(ASSIGNMENT)
Can you print, word for word, the part of the text on the tribunals' jurisdiction starting at "Also, it has" and ending at "is liable to be tried by the tribunal."?

**** TEXT SEGMENT ****

Also, it has power to try any person who, with intent to steal anything, assaults any other person and at or immediately after the time of assault, uses or threatens to use actual violence to any other person or any property in order to obtain the thing intended to be stolen. Similarly, any person found in any public place in possession of any firearms whether real or imitation and in circumstance reasonably indicating that the possession of the firearms is with intent to the immediate or eventual commission by that person or any other person of offence of robbery is liable to be tried by the tribunal.
Persons possessing firearms illegally, those sheltering and treating armed robbers are equally liable to be tried by the Tribunal.27 The Tribunal set up under the Special Tribunal (Miscellaneous Offenses) Act known as Miscellaneous Offenses Tribunal has the jurisdiction to try the following offenses: forging and uttering negotiable instrument, willful destruction of public property, arson on public building, dwelling house, office or structure whatsoever whether completed or not occupied or not or to any vessel, ship, aircraft, railway track or wagon or vehicle or to any mine or the working, fittings, or appliances of a mine; arson of cultivated vegetable produce; or mineral or vegetable fuel; unlawful destruction of highways; tampering with oil pipelines.
Importing or exporting of mineral or mineral ore; tampering with electric plant, works, cables, wire or assembly of wires designed or used for transforming or converting electricity. Tampering with electrical fittings; meters or other appliances used for generating, transforming, converting, conveyancing supply in or selling electricity; tampering with telephone wires; tampering with postal matters; unlawful exportation of commodity; selling of prohibited goods; importation and exportation of dangerous drugs like cocaine and heroin, cheating at examination, dealing with petroleum products and adulteration of petroleum products.
The Tribunal set up under Exchange Control (Anti-sabotage) Act has jurisdiction over the following offence: “Any person who, whether or not before the commencement of the Act but not earlier than 1st October 1979 does any of the following things that is to say:
a) Without the permission of the appropriate authority:
(i) makes any payment to or for the credit of a person resident outside Nigeria, or
(ii) makes any payment to or for the credit of any person resident in Nigeria by order or on behalf of a person who is resident outside Nigeria, or (iii) makes any payment whatsoever in respect of any loan, bank overdraft or other credit facilities outside Nigeria or places any sum to the credit of any person resident outside Nigeria.
b) Without the permission of the appropriate authority and being a person resident in Nigeria makes any payment outside Nigeria to or for the credit of a person resident outside Nigeria, or takes or accepts any loan, bank overdraft or other credit facilities. c) Without the permission of the appropriate authority in Nigeria makes any payment to or for the credit of any person resident in Nigeria or being resident in Nigeria makes any payment outside Nigeria to or for the credit of any person resident in Nigeria at consideration for or in association with:
(i) the receipt by any person of payment made outside Nigeria or the acquisition by any person of property which is outside
(ii) the transfer to any person or the creation of a favour to any person, of a right (whether present or future, or whether
vested or contingent) to receive a payment outside Nigeria or to acquire property which is outside Nigeria.

**** SOURCE INFORMATION ****

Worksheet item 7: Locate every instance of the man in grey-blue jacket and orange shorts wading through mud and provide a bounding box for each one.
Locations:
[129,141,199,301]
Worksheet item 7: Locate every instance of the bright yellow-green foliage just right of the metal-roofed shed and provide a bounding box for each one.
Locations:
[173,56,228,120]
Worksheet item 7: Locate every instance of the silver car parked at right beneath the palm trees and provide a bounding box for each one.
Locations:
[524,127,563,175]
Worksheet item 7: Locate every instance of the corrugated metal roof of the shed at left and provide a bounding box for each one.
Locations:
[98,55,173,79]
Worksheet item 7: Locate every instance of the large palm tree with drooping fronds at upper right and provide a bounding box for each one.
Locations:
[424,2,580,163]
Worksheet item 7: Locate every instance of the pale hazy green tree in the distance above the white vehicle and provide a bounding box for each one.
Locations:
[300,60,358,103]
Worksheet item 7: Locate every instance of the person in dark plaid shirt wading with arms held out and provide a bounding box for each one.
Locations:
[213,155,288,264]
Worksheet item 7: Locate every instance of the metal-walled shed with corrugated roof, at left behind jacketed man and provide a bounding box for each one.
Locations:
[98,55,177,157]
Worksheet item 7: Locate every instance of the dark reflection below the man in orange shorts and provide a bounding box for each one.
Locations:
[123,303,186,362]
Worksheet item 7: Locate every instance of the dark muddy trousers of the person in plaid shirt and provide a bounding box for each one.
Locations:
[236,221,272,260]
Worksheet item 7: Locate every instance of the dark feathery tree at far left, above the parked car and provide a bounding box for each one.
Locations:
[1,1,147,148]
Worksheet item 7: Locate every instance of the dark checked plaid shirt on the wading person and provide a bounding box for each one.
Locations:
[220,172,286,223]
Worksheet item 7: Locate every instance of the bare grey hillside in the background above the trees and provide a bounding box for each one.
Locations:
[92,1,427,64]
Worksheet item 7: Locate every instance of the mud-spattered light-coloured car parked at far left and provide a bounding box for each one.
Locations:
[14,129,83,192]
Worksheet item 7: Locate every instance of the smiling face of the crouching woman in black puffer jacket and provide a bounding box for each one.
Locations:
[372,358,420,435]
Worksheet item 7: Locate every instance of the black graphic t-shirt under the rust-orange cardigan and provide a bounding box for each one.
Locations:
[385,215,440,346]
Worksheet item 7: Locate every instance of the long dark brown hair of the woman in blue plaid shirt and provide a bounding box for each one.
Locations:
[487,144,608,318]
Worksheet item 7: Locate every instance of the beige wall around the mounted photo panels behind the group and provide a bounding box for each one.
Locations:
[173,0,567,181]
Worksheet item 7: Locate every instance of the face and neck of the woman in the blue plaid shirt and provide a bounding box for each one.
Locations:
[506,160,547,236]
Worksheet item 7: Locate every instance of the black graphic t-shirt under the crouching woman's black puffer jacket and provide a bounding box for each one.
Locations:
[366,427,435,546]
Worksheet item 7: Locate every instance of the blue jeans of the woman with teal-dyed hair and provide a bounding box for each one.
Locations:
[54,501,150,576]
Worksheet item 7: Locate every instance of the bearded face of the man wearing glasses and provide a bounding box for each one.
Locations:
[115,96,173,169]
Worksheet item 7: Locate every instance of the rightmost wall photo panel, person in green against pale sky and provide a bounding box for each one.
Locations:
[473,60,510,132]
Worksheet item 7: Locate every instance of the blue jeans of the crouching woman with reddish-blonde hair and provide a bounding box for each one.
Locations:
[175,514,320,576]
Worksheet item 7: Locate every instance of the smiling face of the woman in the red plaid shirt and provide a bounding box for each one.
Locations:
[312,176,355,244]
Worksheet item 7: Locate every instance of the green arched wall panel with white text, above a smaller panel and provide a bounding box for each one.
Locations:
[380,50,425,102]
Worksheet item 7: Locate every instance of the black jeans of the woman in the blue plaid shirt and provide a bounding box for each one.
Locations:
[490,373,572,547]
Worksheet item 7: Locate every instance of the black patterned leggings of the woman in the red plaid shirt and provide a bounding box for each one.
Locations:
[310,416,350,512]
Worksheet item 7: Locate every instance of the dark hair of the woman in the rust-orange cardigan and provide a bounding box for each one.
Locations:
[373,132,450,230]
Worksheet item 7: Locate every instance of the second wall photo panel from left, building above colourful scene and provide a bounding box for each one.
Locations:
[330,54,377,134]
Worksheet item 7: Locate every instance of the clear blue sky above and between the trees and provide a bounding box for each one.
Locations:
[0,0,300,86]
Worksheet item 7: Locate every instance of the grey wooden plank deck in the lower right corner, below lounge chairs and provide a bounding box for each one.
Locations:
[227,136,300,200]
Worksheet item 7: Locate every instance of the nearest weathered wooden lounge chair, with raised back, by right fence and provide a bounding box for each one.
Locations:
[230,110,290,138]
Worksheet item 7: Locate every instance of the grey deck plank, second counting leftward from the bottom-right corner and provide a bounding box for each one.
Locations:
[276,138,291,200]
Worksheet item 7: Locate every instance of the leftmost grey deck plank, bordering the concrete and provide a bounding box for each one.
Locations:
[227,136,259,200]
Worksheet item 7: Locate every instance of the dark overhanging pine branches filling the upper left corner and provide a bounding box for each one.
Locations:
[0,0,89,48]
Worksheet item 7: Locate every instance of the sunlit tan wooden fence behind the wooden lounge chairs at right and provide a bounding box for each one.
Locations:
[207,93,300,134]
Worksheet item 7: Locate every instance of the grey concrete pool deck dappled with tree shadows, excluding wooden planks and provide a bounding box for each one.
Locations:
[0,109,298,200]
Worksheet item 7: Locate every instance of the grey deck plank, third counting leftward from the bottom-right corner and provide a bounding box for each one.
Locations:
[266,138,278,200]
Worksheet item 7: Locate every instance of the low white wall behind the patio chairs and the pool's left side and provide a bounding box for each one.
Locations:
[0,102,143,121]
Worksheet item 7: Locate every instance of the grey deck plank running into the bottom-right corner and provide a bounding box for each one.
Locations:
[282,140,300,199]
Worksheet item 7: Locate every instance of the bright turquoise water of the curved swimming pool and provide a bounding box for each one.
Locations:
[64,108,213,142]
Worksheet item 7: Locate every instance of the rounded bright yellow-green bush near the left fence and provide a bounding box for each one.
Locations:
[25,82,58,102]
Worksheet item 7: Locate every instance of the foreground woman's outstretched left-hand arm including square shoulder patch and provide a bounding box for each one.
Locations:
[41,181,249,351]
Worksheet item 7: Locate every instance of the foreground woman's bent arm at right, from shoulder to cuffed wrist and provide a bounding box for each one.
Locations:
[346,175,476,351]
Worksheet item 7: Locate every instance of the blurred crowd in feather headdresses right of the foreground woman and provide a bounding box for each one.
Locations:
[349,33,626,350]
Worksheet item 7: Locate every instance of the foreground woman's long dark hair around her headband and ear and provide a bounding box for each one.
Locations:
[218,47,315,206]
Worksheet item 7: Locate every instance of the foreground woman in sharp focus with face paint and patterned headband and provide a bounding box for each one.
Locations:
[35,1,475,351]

****

(TASK SOLUTION)
Also, it has power to try any person who, with intent to steal anything, assaults any other person and at or immediately after the time of assault, uses or threatens to use actual violence to any other person or any property in order to obtain the thing intended to be stolen. Similarly, any person found in any public place in possession of any firearms whether real or imitation and in circumstance reasonably indicating that the possession of the firearms is with intent to the immediate or eventual commission by that person or any other person of offence of robbery is liable to be tried by the tribunal.